-- Records supplied start --

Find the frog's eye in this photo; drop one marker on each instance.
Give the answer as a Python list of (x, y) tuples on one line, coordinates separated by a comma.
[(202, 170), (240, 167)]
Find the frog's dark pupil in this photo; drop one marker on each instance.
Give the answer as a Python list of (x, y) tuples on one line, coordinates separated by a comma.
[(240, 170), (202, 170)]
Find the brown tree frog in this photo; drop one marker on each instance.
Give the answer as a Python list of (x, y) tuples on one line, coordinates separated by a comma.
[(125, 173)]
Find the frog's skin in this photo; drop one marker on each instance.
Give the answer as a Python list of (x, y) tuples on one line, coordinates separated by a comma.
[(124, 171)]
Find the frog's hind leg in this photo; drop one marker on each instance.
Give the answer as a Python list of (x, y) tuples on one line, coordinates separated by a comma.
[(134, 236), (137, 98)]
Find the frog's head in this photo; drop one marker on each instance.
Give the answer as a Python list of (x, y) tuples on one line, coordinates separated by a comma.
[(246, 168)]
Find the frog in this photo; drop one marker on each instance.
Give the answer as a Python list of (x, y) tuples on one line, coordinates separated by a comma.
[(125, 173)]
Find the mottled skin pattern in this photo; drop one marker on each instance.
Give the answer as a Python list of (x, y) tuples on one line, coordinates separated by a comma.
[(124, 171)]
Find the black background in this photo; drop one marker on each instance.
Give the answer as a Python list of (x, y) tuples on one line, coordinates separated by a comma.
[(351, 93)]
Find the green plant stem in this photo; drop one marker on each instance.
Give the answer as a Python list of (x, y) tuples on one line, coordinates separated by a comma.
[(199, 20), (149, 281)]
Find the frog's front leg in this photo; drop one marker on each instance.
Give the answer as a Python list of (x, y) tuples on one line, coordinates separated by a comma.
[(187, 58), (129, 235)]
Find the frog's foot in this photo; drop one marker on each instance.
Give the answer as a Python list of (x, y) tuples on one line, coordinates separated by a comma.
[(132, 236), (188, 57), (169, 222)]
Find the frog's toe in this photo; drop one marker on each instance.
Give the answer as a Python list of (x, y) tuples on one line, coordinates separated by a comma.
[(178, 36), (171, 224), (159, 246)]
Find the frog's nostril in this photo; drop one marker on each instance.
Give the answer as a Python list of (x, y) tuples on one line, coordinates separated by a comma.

-- Records supplied end --

## Set problem
Repeat the records above exactly.

## Written answer
Find the frog's eye in this photo; drop one marker on each instance.
Give the answer as a Python list of (x, y) tuples on one line, coordinates separated by a comma.
[(202, 170), (240, 167)]
Find the frog's dark pupil in this photo; drop one marker on each instance.
Give the answer as a Python list of (x, y) tuples on one line, coordinates separated by a comma.
[(240, 170), (202, 170)]
Find the brown tree frog in this photo; drop one marker on each instance.
Give the answer as a Python list of (x, y) tuples on one line, coordinates separated by a comma.
[(125, 173)]
Find the frog's skin in this photo; drop one marker on each instance.
Give the answer as a Python list of (x, y) tuples on one line, coordinates separated by a comma.
[(124, 171)]
Find the frog's hind leg in this photo; drop one marker on each instance.
Give the answer as a Python list of (x, y) tuples on one line, coordinates separated by a comma.
[(134, 236), (137, 98)]
Find the frog's head in this photo; drop one marker on each instance.
Give the answer as a Python list of (x, y) tuples on one line, coordinates separated by a comma.
[(246, 168)]
Find the frog in this photo; drop one marker on each instance.
Give the answer as a Python list of (x, y) tuples on one line, coordinates separated by a comma.
[(125, 173)]
Find the mottled skin pattern in this photo; drop one marker on each instance.
Give the answer as a Python list of (x, y) tuples on one line, coordinates separated by a comma.
[(124, 171)]
Find the black background in this photo; drop one marker on each instance.
Give the answer as a Python list of (x, y) tuples on one line, coordinates separated by a comma.
[(351, 93)]
Find the green plant stem in this photo; drop one marker on each instance.
Give the answer as a Python list of (x, y) tuples on one line, coordinates separated by a comma.
[(199, 20), (149, 281)]
Find the frog's front leg in this photo; drop one marker on each instance.
Give the answer as a Python list of (x, y) tuples on one line, coordinates separated by a comma.
[(187, 58), (129, 235)]
Find the frog's foot in this photo; drop one marker on each instance.
Give the answer as a Python list of (x, y) tuples on one line, coordinates separated by a comma.
[(132, 236), (188, 57), (169, 222)]
Find the frog's toe in this photo; drop one marker on each instance.
Give the answer as a Python list of (x, y) tuples on one line, coordinates separated by a comma.
[(178, 36), (171, 224), (159, 246)]
Find the frog's nostril in this photo; drop one marker on each instance.
Give the answer as a Python list of (x, y) tuples on one line, coordinates separated by a comma.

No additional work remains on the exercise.